== YOUR GOAL ==
Pull out each line of the rows below that contains the string "building". Uppercase and lowercase letters must match.

== Coordinate annotation entries ==
☆ ☆ ☆ ☆ ☆
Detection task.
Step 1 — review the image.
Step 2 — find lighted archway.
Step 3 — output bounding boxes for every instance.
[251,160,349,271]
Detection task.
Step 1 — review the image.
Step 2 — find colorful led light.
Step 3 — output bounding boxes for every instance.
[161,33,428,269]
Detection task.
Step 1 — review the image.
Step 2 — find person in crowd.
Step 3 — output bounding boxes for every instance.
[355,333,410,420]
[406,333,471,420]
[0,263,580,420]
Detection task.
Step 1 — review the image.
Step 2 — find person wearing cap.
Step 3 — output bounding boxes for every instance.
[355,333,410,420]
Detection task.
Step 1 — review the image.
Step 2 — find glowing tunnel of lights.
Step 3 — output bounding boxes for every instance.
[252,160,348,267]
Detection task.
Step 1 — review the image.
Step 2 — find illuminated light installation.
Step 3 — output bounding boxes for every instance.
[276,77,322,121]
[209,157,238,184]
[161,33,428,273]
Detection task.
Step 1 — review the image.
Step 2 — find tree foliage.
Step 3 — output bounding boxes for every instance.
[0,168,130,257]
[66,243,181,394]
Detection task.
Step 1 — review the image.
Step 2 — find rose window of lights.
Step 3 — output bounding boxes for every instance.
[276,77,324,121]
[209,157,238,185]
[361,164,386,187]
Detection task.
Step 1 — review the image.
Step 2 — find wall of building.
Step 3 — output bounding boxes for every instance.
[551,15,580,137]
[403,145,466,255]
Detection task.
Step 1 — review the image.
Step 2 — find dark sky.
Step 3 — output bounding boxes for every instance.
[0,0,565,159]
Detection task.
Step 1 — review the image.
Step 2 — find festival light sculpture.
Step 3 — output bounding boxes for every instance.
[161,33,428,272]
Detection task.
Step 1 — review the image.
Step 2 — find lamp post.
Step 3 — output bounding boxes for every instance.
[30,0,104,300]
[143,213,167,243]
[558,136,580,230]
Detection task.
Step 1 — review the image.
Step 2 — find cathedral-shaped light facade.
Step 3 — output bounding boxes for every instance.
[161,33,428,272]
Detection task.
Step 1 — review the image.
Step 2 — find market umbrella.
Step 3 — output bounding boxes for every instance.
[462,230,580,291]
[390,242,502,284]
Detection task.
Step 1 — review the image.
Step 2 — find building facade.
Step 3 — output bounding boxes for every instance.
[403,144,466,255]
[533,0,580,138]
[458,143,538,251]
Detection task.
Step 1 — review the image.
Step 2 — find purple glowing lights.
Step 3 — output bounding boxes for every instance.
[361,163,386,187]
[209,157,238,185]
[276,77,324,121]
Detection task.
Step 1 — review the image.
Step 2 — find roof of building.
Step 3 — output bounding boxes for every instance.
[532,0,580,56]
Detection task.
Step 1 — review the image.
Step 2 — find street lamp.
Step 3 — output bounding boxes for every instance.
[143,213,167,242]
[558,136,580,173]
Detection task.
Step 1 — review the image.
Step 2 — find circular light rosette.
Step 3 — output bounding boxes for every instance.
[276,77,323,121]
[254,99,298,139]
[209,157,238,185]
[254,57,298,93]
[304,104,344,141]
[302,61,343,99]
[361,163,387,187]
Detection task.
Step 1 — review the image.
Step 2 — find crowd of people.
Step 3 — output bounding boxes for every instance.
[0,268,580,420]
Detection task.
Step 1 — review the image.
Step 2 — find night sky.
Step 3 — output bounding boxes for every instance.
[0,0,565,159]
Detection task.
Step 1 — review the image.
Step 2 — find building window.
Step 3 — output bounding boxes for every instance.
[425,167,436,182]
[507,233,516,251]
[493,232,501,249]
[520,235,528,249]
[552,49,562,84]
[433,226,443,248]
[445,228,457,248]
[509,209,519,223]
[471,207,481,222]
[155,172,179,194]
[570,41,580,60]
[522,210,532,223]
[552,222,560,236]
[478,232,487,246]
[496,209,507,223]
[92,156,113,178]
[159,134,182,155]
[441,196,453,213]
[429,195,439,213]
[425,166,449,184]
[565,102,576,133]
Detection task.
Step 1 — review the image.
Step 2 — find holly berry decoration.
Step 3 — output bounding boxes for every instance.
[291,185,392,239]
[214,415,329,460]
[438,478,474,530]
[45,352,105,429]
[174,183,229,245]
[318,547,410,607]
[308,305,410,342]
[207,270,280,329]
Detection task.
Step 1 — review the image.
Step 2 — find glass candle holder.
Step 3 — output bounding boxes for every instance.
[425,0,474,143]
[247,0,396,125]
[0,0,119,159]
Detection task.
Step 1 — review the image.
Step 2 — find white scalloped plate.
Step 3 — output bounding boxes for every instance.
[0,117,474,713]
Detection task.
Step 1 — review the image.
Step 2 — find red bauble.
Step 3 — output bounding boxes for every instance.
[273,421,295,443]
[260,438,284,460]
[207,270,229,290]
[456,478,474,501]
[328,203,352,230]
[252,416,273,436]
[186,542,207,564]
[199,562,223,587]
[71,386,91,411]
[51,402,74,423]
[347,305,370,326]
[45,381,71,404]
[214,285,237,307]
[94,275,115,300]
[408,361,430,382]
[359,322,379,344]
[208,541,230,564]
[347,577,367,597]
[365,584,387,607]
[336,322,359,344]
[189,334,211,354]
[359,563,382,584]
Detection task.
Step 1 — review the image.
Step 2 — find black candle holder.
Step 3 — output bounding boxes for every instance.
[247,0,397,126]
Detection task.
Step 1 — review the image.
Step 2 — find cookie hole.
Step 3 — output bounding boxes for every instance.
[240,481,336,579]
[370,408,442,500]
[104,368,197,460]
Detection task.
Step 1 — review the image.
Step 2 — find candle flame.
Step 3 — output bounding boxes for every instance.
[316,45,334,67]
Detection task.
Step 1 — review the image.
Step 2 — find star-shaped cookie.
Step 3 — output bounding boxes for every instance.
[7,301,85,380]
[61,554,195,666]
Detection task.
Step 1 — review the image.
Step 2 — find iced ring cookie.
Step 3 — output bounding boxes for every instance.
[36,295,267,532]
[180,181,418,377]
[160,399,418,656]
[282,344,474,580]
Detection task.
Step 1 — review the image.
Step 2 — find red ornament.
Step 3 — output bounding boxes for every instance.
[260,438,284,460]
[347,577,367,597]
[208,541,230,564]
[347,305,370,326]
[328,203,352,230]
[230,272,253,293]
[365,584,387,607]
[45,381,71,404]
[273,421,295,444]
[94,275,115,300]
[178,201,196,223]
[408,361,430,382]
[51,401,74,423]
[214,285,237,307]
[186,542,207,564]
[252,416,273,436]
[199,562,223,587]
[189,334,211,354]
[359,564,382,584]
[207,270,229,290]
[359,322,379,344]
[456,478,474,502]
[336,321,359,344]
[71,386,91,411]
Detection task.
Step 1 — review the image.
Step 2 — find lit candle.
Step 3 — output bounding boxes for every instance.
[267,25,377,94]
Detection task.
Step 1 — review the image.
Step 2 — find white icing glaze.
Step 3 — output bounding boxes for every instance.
☆ ☆ ☆ ☆ ☆
== THE REPLY ==
Step 2 — find wall of building.
Step 2 — find building facade.
Step 2 — find roof of building.
Step 2 — find building window.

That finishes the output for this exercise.